* [Text block]
+++

Critically-ill baby has treatment withdrawn after legal fight – campaign group

Critically-ill baby has treatment withdrawn after legal fight – campaign group

Specialists have withdrawn life-support treatment from a critically-ill baby girl who has been at the centre of a legal battle, a campaign group supporting her parents has said.

Dean Gregory and Claire Staniforth, who are both in their 30s and from Ilkeston, Derbyshire, want specialists to keep treating their eight-month-old daughter Indi Gregory.

But the couple, who are being supported by campaign organisation Christian Concern, have lost fights in the High Court and Court of Appeal in London.

A spokesman for Christian Concern said on Sunday that specialists have withdrawn life support.

He said Indi has been moved from the Queen’s Medical Centre in Nottingham, where she was being treated, to a hospice.

In a statement issued through the group, Indi’s father said she is “fighting hard”.

High Court judge Mr Justice Peel had ruled limiting treatment would be lawful, and doing so would be in Indi’s best interests.

Indi Gregory
Indi Gregory has mitochondrial disease (family handout/PA)

Her parents failed to persuade Court of Appeal judges and judges at the European Court of Human Rights in Strasbourg, France, to overturn that treatment decision.

+++

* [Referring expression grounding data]
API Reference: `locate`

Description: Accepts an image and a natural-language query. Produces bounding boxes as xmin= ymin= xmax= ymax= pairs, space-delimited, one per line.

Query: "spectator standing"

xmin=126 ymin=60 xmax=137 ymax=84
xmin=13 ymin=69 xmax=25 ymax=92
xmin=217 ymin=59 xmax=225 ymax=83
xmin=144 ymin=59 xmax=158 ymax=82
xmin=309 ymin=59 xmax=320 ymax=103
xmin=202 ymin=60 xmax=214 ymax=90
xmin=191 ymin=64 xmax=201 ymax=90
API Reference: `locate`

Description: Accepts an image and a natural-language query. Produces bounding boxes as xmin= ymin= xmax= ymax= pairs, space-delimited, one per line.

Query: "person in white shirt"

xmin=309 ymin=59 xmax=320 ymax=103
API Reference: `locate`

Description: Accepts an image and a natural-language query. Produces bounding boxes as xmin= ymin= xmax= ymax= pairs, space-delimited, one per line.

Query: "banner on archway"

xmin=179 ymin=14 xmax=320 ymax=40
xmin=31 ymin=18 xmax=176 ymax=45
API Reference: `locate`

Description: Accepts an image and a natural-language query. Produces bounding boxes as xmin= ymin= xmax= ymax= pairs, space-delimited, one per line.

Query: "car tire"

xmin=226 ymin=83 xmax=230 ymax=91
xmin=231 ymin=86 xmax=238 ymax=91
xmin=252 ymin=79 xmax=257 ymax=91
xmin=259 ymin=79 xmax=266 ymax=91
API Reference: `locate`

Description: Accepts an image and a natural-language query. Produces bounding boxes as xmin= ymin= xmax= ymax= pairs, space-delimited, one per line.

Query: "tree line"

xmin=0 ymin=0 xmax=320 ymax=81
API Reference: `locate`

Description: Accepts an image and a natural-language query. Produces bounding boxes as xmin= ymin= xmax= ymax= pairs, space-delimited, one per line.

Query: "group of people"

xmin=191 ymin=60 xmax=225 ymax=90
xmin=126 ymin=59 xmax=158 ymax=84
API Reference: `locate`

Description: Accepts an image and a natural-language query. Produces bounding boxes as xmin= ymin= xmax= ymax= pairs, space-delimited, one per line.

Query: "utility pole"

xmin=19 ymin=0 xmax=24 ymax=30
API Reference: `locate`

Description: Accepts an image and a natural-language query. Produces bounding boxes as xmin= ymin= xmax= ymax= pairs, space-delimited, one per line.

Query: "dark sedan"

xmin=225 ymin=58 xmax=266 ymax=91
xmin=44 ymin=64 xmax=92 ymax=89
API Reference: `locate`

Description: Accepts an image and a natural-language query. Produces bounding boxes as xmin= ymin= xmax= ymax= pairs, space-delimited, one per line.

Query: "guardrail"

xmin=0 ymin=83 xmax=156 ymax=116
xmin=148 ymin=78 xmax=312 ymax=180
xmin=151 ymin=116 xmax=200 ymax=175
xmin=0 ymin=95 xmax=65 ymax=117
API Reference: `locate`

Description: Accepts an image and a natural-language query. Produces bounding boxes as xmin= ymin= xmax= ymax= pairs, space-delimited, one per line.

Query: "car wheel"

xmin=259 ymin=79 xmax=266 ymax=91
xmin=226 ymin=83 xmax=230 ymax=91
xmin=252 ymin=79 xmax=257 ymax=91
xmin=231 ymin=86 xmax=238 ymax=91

+++

* [Try it] Copy the part of the article about Indi Gregory that begins at "A spokesman for" and stops after "that treatment decision.". The records were taken from a different source than the text.

* [Written solution]
A spokesman for Christian Concern said on Sunday that specialists have withdrawn life support.

He said Indi has been moved from the Queen’s Medical Centre in Nottingham, where she was being treated, to a hospice.

In a statement issued through the group, Indi’s father said she is “fighting hard”.

High Court judge Mr Justice Peel had ruled limiting treatment would be lawful, and doing so would be in Indi’s best interests.

Indi Gregory
Indi Gregory has mitochondrial disease (family handout/PA)

Her parents failed to persuade Court of Appeal judges and judges at the European Court of Human Rights in Strasbourg, France, to overturn that treatment decision.